## [Data provided]
------------
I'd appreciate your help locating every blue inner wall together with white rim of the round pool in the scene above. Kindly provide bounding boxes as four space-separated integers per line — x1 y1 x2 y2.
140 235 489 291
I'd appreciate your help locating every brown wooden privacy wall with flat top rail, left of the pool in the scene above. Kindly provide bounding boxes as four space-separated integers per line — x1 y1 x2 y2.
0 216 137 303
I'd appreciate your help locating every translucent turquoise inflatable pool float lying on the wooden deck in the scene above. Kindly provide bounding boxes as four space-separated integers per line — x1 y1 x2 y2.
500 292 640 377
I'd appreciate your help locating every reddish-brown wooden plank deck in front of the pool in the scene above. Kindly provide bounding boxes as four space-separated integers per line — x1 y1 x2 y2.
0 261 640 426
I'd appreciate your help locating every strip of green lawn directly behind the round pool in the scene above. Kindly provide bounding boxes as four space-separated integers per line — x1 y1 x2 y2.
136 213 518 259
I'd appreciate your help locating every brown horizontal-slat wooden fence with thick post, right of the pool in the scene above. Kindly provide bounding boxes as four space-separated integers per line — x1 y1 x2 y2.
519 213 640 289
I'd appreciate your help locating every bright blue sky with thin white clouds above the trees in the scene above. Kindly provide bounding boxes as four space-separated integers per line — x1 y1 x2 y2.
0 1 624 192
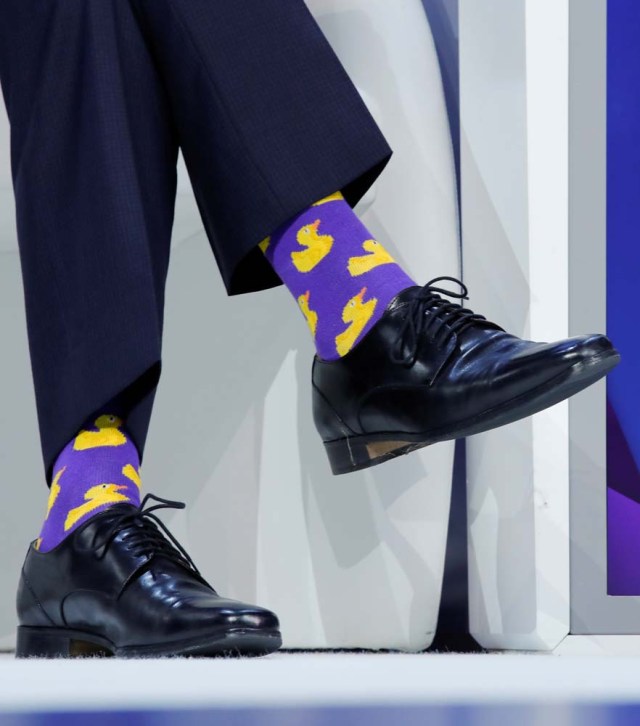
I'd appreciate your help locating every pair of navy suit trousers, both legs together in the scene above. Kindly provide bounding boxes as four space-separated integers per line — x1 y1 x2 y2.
0 0 391 490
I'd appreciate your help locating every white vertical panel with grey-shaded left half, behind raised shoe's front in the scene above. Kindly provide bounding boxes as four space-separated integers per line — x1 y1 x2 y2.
460 0 569 650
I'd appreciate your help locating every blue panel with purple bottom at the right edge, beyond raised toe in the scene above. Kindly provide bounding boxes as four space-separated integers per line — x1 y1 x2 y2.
607 0 640 595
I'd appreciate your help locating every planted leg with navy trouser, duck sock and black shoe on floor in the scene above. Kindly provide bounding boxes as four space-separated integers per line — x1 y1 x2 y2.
0 0 281 657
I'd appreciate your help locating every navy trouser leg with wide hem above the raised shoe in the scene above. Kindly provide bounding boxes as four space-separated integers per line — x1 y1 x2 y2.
------------
Reproduce the lines word for word, starting at the one holding "I'd appreciate your help locating every pair" and ending at the final line of the material above.

## [Response to the exercise]
I'd appreciate your help locating every pair of navy suit trousers, both legs together in the scene above. Kindly provide bounding boxes as four space-separated integers per line — x1 y1 x2 y2.
0 0 391 490
I'd appreciate your help locating every white vertical panel with grey-shaded left half, behind raised shoe's front in the scene above. Kindly provide bounding boxes as four space-separated integers per line — x1 y1 x2 y2.
460 0 569 650
I'd appreciate your help locating every blue panel with purple bottom at the right edge, beyond raised toe in the scene above. Kindly provide bounding boxes as four space-separated integers per line — x1 y1 x2 y2.
607 0 640 595
I'd appreciate your help locating every planted leg with navy trouser, duck sock and black shoe on floor in the scene above. Kindly provide bounding boxes as four space-separated integers per line — x1 y1 x2 y2.
0 0 281 657
I'd appreciate your help locating every navy trouser leg with wide hem above the raised shoe in the scene above. Kindly provide bounding boxes as four space-separated integers per line — x1 y1 x2 y2.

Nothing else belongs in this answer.